## TASKS TO CARRY OUT
#1 In the SAO-Instruct excerpt, condense the paragraph beginning "Fine-tuning proceeds under" into a short bulleted list that keeps its main facts.
#2 How many seconds per sample does SAO-Instruct take at inference, according to the SAO-Instruct excerpt?
-------- SELECTED EXCERPT --------
Fine-tuning proceeds under Stable Audio Open's diffusion objective. The model employs three conditioning inputs: (1) the text condition is replaced by the free-form editing instruction; (2) the duration condition is set to the length of the input audio; (3) the encoded input audio is concatenated to the model's input channels. At inference time, Gaussian noise is added to the latent representation of the input audio as the denoising starting point, with 100 denoising steps and a CFG value of 5.

Key Experimental Results¶

Ablation Study — Contribution of Different Data Sources¶

Training Data	Samples	FD (orig.)↓	FD (regen.)↓	IS↑	CLAP↑
Prompt-to-Prompt	50k	18.71	18.29	7.94	0.38
DDPM Inversion	50k	20.50	20.72	6.82	0.34
Manual Editing	50k	14.60	21.21	7.50	0.35
Mixed	50k	19.11	19.24	7.69	0.38
Mixed-Large	150k	18.38	18.97	7.59	0.38

Main Results — Comparison with Baselines¶

Model	Inference Time↓	FD (orig.)↓	CLAP↑	Quality MOS↑	Relevance MOS↑	Fidelity MOS↑
AudioEditor	79.49s	17.21	0.48	3.22	3.33	2.75
ZETA ($T=50$)	24.65s	15.31	0.38	3.56	3.25	2.95
ZETA ($T=75$)	27.91s	17.78	0.36	3.28	3.04	2.75
SAO-Instruct	9.94s	18.38	0.38	3.54	3.83	3.99

Key Findings¶

Consistently superior subjective evaluation: SAO-Instruct significantly outperforms all baselines on editing relevance (3.83 vs. 3.33) and fidelity (3.99 vs. 2.95), while requiring only free-form editing instructions (baselines require complete audio descriptions).
Highest inference efficiency: 9.94 seconds per sample, approximately 8× faster than AudioEditor.
Complementary data sources: Prompt-to-Prompt excels in editing precision (low regeneration FD), manual editing achieves the highest fidelity (low original FD), and combining both balances the two advantages.
150k samples marginally outperform 50k: Scaling data volume yields marginal improvements across most metrics, indicating further room for data scaling.
-------- RECORD EXCERPTS --------
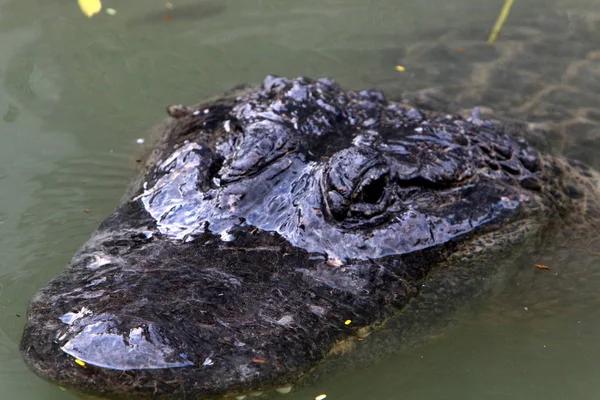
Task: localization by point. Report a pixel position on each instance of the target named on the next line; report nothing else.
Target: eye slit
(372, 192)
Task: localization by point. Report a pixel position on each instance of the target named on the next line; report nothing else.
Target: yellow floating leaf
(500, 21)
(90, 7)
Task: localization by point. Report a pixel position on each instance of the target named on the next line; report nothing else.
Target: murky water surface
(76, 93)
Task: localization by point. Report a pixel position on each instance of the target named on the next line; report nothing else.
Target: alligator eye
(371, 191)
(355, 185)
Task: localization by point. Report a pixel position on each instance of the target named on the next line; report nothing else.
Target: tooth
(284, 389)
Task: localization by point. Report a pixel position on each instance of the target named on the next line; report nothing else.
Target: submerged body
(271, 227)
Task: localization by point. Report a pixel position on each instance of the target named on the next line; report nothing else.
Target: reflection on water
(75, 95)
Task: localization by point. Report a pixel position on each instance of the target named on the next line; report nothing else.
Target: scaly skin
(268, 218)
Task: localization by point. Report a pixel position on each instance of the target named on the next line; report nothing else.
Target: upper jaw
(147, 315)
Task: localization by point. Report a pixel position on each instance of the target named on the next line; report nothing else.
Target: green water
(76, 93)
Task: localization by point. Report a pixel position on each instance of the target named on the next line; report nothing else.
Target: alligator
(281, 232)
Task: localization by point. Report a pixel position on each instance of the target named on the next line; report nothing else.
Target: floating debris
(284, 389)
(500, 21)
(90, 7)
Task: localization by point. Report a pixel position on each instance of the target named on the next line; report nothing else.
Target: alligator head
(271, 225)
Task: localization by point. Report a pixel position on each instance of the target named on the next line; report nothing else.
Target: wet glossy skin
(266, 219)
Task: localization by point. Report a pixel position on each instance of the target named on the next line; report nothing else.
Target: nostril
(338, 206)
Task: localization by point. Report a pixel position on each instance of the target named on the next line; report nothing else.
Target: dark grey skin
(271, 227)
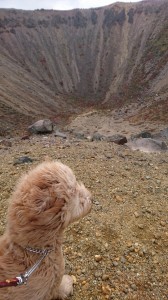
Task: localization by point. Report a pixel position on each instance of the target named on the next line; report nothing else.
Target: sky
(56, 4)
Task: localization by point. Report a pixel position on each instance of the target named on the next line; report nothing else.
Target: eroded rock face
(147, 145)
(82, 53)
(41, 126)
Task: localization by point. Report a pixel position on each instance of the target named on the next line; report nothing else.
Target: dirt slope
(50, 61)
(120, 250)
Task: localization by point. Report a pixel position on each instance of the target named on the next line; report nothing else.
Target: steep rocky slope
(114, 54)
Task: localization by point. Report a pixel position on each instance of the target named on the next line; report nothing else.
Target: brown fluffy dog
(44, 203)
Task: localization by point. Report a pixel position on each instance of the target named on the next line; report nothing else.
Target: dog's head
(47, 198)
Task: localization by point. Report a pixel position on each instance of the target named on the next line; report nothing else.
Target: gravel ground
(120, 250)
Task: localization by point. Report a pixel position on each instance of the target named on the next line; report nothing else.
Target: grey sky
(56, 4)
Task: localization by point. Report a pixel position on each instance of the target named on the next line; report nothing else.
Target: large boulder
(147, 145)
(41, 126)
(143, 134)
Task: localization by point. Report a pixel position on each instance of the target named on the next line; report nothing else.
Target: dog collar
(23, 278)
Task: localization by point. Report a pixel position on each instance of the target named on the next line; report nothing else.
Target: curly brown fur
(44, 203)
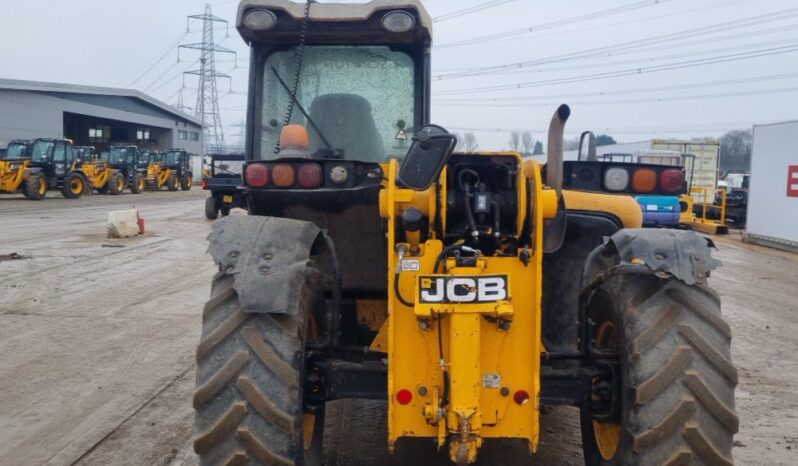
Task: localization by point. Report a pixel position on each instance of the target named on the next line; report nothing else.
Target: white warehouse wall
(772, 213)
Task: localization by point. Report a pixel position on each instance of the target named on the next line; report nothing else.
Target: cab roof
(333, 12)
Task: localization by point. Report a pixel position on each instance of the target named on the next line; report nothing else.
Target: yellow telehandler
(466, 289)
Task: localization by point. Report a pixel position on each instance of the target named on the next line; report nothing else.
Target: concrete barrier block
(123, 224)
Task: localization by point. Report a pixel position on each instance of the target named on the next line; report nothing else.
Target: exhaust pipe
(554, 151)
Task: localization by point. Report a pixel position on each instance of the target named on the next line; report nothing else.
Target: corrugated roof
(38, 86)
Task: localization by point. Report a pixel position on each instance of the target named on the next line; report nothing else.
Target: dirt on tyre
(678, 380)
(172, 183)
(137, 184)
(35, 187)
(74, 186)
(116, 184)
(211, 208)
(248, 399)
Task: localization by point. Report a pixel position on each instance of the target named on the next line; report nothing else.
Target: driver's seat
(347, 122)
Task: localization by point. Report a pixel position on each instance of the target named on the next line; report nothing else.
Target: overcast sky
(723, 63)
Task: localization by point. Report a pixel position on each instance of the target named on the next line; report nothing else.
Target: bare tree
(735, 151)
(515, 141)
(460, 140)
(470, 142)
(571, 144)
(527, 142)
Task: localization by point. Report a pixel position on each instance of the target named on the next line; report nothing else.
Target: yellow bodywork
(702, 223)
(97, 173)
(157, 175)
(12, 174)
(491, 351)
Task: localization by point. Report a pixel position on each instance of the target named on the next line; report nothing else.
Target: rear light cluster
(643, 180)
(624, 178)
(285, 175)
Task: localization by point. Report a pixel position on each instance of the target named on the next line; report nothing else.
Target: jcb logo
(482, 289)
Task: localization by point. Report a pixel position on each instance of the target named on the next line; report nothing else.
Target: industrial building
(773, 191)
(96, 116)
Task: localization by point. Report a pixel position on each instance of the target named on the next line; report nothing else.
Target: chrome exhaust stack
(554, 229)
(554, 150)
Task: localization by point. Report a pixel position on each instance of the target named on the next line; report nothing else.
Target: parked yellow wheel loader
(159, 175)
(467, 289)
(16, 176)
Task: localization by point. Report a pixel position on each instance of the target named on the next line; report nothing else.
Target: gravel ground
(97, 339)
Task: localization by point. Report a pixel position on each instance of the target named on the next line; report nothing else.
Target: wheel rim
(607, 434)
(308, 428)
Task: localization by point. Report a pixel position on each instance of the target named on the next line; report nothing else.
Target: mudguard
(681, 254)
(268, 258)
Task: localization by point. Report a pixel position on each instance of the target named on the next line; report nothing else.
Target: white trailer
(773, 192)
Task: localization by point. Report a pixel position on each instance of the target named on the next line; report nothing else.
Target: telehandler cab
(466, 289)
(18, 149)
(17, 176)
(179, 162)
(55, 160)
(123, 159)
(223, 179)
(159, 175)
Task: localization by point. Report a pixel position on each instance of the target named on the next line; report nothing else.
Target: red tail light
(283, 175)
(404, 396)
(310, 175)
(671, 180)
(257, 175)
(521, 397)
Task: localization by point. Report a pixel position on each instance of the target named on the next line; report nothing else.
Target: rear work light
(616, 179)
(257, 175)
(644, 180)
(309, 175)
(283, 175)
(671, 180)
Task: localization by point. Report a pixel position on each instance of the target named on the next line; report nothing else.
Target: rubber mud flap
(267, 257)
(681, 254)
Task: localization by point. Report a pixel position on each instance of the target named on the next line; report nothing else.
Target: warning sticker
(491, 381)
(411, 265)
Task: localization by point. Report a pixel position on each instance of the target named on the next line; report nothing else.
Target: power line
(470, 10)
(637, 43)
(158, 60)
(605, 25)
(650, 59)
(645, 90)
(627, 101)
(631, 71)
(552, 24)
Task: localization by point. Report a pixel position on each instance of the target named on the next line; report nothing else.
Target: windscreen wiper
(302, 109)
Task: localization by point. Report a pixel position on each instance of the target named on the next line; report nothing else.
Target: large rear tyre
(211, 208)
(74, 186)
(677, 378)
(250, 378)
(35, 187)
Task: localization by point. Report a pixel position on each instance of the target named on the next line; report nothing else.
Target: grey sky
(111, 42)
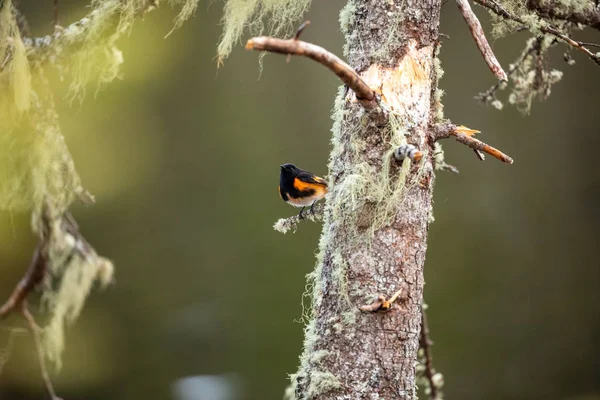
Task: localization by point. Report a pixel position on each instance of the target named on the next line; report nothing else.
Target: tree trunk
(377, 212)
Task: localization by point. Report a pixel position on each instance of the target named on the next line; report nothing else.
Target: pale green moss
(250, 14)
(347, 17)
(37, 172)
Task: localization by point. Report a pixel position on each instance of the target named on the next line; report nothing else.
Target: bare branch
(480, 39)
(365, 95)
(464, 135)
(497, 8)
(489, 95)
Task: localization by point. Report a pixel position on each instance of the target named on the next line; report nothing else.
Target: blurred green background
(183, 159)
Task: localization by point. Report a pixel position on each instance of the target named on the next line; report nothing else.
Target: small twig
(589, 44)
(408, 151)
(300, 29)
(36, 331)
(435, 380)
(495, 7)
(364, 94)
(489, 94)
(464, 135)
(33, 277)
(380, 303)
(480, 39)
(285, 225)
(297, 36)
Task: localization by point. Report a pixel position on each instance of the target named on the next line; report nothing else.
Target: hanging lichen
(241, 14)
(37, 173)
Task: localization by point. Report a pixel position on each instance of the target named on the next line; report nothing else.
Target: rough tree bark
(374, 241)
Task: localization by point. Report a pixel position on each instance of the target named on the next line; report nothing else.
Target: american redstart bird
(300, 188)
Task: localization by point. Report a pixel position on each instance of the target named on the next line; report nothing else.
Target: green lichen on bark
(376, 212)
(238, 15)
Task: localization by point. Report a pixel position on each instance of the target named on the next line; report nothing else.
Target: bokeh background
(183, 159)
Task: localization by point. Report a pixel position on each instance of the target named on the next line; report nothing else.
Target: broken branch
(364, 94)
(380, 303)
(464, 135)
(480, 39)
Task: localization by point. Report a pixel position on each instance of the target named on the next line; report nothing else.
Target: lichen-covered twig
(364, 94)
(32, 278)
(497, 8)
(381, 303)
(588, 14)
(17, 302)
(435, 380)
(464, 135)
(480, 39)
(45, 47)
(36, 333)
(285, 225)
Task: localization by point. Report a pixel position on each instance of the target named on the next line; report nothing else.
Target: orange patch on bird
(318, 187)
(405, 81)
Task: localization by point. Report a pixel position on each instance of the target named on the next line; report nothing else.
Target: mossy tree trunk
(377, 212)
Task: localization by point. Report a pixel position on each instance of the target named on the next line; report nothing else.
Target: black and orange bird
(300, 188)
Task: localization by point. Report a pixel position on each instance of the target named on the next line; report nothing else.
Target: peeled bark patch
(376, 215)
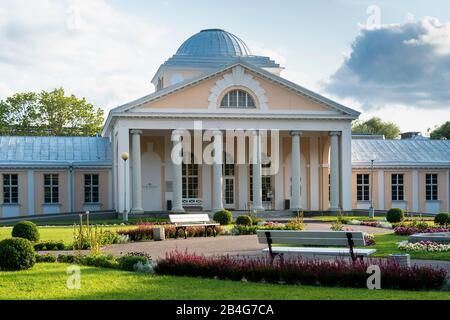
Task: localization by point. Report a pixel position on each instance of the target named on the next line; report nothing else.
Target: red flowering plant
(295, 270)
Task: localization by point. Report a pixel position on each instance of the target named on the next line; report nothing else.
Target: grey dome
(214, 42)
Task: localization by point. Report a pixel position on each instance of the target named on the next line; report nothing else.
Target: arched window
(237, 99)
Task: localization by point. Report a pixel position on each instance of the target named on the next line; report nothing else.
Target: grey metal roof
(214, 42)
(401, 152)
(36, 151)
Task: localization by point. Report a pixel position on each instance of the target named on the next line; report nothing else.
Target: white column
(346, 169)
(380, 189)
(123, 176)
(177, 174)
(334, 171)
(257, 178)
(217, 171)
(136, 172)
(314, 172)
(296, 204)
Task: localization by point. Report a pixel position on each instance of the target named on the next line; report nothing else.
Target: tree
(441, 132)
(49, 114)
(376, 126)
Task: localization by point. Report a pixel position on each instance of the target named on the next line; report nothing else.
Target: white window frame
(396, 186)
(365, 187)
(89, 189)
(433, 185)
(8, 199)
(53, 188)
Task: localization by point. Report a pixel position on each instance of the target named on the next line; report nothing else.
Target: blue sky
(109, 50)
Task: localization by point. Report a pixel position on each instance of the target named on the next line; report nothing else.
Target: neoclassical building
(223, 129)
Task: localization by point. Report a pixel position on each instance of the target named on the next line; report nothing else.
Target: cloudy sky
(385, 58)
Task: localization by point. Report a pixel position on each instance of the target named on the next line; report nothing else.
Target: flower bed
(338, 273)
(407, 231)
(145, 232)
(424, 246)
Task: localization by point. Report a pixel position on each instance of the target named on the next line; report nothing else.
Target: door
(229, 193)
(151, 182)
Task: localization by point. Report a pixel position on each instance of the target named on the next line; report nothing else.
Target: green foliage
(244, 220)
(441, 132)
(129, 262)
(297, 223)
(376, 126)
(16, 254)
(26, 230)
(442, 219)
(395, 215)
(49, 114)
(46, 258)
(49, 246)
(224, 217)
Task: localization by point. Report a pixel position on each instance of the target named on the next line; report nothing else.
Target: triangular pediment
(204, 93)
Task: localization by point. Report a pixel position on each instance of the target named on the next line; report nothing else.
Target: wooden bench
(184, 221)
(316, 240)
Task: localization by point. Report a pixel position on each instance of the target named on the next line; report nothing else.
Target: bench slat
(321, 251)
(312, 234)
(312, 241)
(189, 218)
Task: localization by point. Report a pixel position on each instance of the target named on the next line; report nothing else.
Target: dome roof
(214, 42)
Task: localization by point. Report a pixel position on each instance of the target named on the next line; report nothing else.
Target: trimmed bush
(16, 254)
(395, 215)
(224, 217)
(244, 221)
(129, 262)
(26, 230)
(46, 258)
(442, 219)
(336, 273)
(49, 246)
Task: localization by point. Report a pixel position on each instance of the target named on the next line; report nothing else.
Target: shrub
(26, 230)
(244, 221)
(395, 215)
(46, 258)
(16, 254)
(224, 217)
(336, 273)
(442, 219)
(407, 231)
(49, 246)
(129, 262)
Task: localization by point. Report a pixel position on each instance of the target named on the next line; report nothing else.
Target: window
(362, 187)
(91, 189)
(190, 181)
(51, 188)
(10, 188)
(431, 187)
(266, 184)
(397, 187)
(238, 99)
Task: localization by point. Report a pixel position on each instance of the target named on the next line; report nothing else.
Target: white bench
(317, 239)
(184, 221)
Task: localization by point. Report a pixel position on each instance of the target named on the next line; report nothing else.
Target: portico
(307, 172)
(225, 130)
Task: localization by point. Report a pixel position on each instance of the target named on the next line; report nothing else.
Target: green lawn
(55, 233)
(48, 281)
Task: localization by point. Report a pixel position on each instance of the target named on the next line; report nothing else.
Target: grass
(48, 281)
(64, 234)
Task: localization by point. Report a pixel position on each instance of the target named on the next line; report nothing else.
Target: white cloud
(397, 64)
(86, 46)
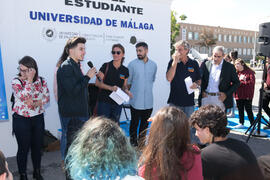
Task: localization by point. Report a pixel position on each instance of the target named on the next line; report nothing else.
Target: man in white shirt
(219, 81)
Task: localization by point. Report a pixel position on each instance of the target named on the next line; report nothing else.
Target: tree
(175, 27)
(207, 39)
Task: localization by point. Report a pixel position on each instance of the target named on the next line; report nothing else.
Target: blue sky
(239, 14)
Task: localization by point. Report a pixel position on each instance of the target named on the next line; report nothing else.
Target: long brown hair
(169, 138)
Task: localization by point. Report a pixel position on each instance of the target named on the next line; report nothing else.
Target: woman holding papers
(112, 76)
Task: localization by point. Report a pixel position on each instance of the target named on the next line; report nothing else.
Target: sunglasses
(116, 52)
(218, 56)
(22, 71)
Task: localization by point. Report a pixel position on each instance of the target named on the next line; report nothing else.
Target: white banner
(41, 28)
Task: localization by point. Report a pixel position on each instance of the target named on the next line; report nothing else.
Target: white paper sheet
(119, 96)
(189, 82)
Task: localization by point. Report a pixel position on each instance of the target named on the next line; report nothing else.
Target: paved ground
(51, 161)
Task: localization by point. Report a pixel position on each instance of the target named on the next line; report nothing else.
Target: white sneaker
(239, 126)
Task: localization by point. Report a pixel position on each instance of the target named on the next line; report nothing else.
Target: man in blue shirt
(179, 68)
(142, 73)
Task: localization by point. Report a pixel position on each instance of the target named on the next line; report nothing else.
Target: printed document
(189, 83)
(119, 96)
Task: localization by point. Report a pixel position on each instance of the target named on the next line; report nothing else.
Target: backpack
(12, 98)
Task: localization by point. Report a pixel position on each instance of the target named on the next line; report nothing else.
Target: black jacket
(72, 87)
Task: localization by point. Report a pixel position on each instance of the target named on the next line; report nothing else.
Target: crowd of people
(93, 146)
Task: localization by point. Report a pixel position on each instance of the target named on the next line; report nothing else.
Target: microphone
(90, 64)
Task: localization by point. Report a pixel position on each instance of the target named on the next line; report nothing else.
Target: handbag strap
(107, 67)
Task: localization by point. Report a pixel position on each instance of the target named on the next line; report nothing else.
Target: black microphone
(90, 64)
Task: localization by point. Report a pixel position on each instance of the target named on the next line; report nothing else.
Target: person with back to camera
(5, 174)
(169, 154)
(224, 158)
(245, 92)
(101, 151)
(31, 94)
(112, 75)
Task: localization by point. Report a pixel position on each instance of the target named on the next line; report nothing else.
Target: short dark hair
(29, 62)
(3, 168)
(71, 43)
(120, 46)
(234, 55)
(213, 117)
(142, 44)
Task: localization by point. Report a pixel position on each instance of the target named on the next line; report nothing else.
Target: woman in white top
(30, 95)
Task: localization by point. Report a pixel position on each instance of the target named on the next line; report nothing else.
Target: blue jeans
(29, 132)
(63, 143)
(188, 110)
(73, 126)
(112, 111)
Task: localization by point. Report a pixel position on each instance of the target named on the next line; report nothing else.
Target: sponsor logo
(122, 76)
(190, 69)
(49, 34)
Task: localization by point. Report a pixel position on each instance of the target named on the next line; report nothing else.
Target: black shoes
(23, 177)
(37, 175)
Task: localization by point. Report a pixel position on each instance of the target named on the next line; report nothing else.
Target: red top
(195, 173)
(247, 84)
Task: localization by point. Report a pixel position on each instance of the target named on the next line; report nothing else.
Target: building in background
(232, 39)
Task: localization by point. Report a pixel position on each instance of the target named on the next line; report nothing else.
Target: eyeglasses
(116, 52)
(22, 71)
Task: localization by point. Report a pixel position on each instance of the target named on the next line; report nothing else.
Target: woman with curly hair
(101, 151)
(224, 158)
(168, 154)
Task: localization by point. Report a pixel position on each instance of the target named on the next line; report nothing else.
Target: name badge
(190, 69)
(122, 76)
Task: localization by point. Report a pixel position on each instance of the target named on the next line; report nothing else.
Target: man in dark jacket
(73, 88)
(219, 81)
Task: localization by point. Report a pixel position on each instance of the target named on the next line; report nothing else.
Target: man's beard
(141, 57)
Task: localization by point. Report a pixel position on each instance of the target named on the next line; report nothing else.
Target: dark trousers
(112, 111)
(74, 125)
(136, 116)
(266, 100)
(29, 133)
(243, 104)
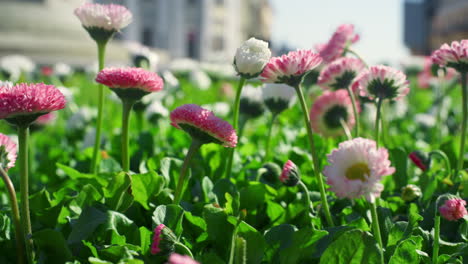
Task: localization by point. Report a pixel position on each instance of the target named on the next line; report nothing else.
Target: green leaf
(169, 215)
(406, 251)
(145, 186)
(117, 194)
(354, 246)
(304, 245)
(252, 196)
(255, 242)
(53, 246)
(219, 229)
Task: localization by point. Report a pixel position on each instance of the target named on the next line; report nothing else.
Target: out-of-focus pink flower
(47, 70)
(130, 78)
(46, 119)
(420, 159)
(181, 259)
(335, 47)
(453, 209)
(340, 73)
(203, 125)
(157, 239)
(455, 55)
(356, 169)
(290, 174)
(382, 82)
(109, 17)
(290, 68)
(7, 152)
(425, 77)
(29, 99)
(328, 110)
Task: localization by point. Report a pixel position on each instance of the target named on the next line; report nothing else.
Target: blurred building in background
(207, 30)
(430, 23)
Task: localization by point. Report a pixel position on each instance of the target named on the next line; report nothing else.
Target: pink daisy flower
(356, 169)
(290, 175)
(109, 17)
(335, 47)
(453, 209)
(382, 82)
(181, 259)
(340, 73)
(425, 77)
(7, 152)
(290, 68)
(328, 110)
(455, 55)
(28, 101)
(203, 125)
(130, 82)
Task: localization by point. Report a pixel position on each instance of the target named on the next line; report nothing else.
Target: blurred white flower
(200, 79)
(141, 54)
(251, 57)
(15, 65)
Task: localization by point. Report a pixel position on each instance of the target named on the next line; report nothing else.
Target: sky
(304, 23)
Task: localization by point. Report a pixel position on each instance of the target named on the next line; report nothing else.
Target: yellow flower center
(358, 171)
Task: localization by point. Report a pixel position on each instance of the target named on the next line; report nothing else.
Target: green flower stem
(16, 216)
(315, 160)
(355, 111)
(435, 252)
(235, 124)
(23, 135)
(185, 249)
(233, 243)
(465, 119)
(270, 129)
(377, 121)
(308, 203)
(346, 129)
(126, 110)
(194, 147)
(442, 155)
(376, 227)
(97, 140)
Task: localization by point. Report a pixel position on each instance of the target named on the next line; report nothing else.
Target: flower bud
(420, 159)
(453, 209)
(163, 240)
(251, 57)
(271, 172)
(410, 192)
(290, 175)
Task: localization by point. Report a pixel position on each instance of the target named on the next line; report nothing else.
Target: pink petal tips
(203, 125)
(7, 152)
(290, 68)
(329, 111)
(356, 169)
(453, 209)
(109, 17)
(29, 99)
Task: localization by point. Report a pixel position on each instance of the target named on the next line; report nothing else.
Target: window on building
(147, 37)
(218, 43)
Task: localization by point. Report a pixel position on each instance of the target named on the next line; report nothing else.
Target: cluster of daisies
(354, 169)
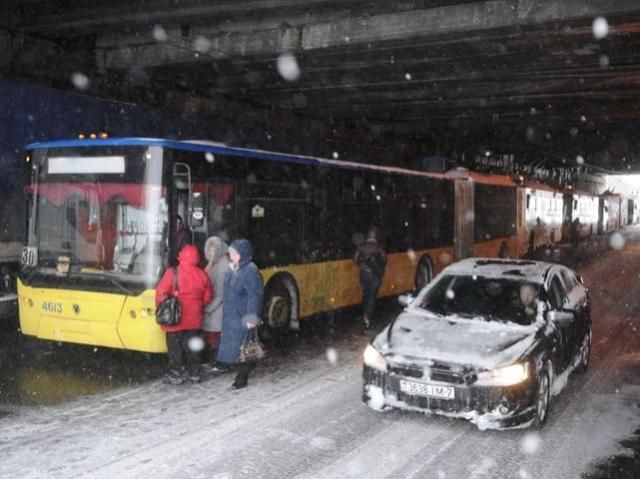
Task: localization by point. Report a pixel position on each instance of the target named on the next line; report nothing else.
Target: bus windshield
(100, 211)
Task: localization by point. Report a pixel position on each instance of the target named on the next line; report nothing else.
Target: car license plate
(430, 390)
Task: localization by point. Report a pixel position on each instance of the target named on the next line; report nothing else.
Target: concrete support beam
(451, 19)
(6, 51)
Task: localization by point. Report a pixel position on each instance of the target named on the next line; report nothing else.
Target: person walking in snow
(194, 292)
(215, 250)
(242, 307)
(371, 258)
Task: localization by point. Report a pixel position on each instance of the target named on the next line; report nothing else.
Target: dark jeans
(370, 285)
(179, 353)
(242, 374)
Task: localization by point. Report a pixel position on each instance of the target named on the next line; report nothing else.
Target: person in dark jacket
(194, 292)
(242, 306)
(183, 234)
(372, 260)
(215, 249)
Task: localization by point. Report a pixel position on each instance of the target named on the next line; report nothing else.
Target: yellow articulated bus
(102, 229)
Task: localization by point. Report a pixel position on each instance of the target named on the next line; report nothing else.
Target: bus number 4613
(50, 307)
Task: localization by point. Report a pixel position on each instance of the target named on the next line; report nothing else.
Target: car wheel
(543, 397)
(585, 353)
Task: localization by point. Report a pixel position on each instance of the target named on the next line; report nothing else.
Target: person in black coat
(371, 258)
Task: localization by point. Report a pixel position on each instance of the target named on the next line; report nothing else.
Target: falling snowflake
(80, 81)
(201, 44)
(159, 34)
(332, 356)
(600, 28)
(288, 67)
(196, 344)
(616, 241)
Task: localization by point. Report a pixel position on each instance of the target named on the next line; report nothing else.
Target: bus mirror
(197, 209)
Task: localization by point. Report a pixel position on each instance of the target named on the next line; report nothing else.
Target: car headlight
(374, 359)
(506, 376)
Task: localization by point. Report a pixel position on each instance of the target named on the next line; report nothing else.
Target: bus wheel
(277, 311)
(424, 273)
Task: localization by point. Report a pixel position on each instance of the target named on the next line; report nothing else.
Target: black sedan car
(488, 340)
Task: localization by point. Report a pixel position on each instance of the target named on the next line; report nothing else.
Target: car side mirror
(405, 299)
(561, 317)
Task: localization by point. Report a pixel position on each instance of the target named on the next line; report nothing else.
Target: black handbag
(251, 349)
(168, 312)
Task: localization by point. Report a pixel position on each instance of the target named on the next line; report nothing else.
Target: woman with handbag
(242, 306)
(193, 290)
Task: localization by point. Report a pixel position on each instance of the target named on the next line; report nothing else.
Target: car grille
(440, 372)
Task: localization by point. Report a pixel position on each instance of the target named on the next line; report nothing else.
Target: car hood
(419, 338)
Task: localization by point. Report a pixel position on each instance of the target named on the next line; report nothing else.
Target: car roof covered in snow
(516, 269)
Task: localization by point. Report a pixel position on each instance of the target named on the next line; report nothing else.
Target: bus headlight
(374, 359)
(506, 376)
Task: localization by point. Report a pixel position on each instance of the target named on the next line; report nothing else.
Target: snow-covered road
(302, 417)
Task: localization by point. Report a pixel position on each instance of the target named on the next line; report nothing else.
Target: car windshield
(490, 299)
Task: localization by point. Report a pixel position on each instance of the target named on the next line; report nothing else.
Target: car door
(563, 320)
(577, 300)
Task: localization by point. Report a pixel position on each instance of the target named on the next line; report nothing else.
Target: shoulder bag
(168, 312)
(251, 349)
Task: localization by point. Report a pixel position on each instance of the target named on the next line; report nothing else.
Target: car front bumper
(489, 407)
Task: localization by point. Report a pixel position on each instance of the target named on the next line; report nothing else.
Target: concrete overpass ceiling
--------
## ANSWERS
#1
- Fine-tuning uses Stable Audio Open's diffusion objective.
- Conditioning inputs:
  - the free-form editing instruction replaces the text condition
  - the duration condition is the input audio's length
  - the encoded input audio is concatenated to the model's input channels
- At inference, Gaussian noise is added to the input audio's latent representation as the denoising starting point.
- Inference uses 100 denoising steps and a CFG value of 5.

#2 9.94 seconds per sample.